_Dataset rows_:
▼

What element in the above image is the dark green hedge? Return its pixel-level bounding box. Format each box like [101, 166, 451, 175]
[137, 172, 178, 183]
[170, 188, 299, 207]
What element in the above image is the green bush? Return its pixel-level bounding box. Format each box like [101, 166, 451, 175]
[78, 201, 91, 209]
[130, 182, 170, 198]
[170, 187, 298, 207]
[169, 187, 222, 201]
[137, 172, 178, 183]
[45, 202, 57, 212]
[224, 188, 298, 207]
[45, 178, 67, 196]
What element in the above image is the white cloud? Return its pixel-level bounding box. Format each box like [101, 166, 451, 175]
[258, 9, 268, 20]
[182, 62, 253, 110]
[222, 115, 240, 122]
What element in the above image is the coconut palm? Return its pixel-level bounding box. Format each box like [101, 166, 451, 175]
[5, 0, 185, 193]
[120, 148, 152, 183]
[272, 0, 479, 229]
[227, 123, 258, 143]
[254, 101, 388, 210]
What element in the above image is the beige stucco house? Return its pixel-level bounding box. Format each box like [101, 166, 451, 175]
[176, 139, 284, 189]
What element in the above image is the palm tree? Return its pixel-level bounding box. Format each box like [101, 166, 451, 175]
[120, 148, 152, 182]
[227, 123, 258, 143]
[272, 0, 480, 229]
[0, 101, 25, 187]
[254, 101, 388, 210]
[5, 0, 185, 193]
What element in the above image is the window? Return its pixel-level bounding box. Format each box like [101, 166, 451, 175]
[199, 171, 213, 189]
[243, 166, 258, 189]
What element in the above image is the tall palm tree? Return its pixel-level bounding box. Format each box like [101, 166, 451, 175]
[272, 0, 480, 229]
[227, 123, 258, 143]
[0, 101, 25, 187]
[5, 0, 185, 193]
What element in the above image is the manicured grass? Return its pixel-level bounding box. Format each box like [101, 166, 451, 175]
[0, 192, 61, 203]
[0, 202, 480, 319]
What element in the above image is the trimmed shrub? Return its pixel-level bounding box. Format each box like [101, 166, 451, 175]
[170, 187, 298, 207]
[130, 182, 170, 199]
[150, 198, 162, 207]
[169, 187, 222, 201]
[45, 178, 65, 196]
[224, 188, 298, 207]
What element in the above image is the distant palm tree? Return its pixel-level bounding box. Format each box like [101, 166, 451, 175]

▲

_Objective_:
Give back the lines above word for word, from the very first one through the line with "[243, 166, 258, 189]", including both ends.

_Output_:
What element in the above image is the dark green hedge? Return its pixel-level bounding box. Format each box like [101, 166, 451, 175]
[137, 172, 178, 183]
[170, 188, 299, 207]
What element in the above image is the green bush? Return its pixel-level bounding box. Format each box like [101, 166, 451, 175]
[78, 201, 91, 209]
[130, 182, 170, 198]
[170, 187, 298, 207]
[169, 187, 222, 201]
[137, 172, 178, 183]
[45, 202, 57, 212]
[224, 188, 298, 207]
[45, 178, 67, 196]
What element in the above image is the white cloud? Return its pixel-level bounding box. Format each box like [101, 166, 451, 175]
[258, 9, 268, 20]
[182, 62, 253, 110]
[222, 115, 240, 122]
What element in the above image is the coconut palm? Return its pixel-level bounding box. Format each box like [101, 166, 451, 175]
[5, 0, 185, 193]
[120, 148, 152, 183]
[272, 0, 479, 229]
[227, 123, 258, 143]
[254, 101, 388, 210]
What element in the above image is the beige stucco house? Return its pixel-level bounding box. Format each box like [101, 166, 451, 175]
[176, 139, 284, 189]
What element in the above image is the palm tree? Return its pixel-level bounding box. Format each box like [101, 166, 451, 175]
[120, 148, 152, 182]
[227, 123, 258, 143]
[272, 0, 480, 229]
[0, 101, 25, 187]
[254, 101, 388, 210]
[5, 0, 185, 193]
What element in the above image is the window? Return its pixel-level bounding box. Format each box like [101, 166, 451, 175]
[199, 171, 213, 189]
[243, 166, 258, 189]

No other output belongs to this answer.